-¿Ya le asignaron su número? -me preguntó gentilmente la encargada de la lavandería-. Sí, cuando pasó usted a registrarse con el administrador, éste debió por fuerza haberle asignado un número. ¿Lo recuerda usted?
No, la verdad es que no lo recordaba. ¿De qué número me estaba hablando?
-En realidad, señorita, yo no sabía que…
-Pues vaya a preguntarlo; de otra manera no podremos proporcionarle las etiquetas.
-¡Dios mío, otro número! Señorita -le dije-, soy el 128 según el número de mi cuarto; el 428 según el número de mi teléfono interno; el 13095 según la matrícula de la Universidad, y el 55 por el lugar que ocupo en las listas de los profesores. ¿Me falta ser todavía otro número?
Por toda respuesta la señora tomó el teléfono:
-Sí, Priego. ¿115? De acuerdo. Muchas gracias, señor administrador, es usted muy amable.
La mujer colgó el teléfono y dibujó una sonrisa.
-Dice el señor de la administración que es usted el 115. Aquí tiene las etiquetas.
Se trataba de las etiquetas que tenía que coserle a mi ropa para que no se confundiera con la de los demás alumnos en las gigantescas lavadoras del Colegio. Ni hablar, a partir de ese momento comenzaba a ser también, por desgracia, «el 115».

■ **Acciones a realizar**:
1. Responde estas preguntas sobre el relato de la lavandería:
(a) ¿Qué número tiene el narrador según su cuarto?
(b) ¿A quién llama por teléfono la encargada?
(c) ¿Para qué sirven las etiquetas?
2. Por favor, escribe la continuación del relato de la lavandería a partir de su última oración.
Los datos almacenados son un material independiente del relato de la lavandería.

■ **Datos almacenados**:
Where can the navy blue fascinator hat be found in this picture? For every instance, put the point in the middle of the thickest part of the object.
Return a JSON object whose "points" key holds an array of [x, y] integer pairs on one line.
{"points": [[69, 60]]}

■ **Respuestas por tarea**:
1.
(a) El 128.
(b) Al administrador.
(c) Para coserlas a la ropa del narrador y que no se confunda con la de los demás alumnos en las gigantescas lavadoras del Colegio.

2.
¡Ay, ya lo decía Galileo: la naturaleza está escrita en caracteres matemáticos! Para los pitagóricos, esa especie de secta filosófica que floreció en Grecia alrededor del siglo V antes de Cristo (y para quienes el número perfecto era el 10), todo podía ser convertido a números, desde el mecanismo de las esferas celestes hasta las modestas notas musicales. [Una vez, una preciosa niña de rizos dorados lloraba desconsoladamente porque había sacado un nueve en su último examen de geografía. Al verla hecha un mar de lágrimas, la maestra se le acercó y le dijo al oído: «No te preocupes, preciosa. Si dejas de llorar, te pongo un 11», con lo que no hizo sino que le pequeña redoblara el llanto. «¡No, no quiero un once –decía gimoteando–, yo quiero un diez!». Con lo que queda demostrado que los pitagóricos siguen ejerciendo en nuestros ambientes culturales posmodernos una influencia nada despreciable].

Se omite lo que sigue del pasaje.